- [Excerpt provided]:
-- start --

Originally Posted by ace996

Good job on the plotting thus far, but I hope you fellas plan on doing some "testing" backed by datalogs. All this graphing and dynoing is nice and gives a good impression of what one can expect, but there comes a time to put the rubber to the road.

I think that if you look at those who have done the research, that's where the 65% critically damped guideline comes from. I provided a link to Dennis Grant's opinion on this already; he's collected lots of data over the years. I would love to see that data myself, but I trust his opinion. So, the hard work has already been done, and all that is left is figuring out the % critically damped.

That said, it does get complicated since dampers are not linear. This means how over or underdamped you are depends on the piston velocity (ie, the size of the bump you hit). In these cases, I think it is the average piston speed and damping force that matters. And, the average damping force will change depending on the size of the bump. Hitting a raised manhole might be 20in/second, but a wrinkle in the pavement might be 8in/second. I doubt a track car often sees much above 5in/second.

-- end --

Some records
-- start --

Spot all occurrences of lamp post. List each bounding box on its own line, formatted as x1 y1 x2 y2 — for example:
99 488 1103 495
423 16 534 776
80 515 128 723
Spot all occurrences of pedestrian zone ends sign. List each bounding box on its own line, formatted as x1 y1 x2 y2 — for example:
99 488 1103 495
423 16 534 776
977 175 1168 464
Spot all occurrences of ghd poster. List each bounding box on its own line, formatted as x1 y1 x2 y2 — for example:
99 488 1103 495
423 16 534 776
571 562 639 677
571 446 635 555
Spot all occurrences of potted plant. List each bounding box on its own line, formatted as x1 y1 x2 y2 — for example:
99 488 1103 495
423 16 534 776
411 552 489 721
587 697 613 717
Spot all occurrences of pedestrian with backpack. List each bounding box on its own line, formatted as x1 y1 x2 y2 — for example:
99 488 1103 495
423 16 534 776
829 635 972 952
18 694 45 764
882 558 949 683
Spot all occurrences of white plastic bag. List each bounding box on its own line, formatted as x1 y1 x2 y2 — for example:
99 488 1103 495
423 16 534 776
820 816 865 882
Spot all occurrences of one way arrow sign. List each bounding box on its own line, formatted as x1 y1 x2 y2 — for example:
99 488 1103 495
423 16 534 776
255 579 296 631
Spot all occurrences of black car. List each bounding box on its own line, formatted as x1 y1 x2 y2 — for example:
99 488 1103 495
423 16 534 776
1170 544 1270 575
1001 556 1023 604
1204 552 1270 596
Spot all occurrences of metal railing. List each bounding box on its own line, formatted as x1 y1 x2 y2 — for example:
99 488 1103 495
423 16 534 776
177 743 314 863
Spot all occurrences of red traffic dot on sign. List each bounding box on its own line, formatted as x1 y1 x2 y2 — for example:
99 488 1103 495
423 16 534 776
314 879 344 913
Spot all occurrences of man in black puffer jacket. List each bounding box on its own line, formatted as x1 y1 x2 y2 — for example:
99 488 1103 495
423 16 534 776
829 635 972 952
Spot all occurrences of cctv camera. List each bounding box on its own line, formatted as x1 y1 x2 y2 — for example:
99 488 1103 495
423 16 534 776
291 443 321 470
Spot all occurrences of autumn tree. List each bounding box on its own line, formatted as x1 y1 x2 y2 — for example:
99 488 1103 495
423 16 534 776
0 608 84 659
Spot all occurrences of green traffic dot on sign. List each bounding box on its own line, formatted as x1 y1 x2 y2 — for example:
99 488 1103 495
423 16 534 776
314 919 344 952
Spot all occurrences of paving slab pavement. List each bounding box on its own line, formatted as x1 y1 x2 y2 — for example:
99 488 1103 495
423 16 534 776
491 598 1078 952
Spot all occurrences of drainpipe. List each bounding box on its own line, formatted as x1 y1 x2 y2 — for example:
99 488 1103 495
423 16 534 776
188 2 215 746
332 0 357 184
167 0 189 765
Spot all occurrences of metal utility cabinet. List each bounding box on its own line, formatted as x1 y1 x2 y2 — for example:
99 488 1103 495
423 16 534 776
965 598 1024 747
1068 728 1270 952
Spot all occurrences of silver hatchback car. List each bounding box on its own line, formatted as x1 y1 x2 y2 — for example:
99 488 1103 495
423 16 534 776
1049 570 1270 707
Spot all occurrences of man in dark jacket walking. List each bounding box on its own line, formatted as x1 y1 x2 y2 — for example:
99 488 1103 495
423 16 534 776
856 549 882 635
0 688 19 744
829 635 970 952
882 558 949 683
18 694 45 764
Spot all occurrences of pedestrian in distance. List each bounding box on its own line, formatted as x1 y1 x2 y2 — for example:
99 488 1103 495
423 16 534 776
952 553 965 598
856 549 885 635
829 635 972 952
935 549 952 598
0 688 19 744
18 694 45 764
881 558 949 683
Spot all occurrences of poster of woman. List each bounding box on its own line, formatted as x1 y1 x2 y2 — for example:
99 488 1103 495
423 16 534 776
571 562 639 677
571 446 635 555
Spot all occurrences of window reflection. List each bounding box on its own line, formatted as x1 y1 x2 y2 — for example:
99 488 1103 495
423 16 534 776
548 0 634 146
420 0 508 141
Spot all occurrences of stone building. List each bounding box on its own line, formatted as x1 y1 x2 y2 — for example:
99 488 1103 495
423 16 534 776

-- end --

- [Exercise task]: Write out the part of the damping post that opens with the words containing "Good job on" and closes with "to the road.", word for word.

- [Final result]:
Good job on the plotting thus far, but I hope you fellas plan on doing some "testing" backed by datalogs. All this graphing and dynoing is nice and gives a good impression of what one can expect, but there comes a time to put the rubber to the road.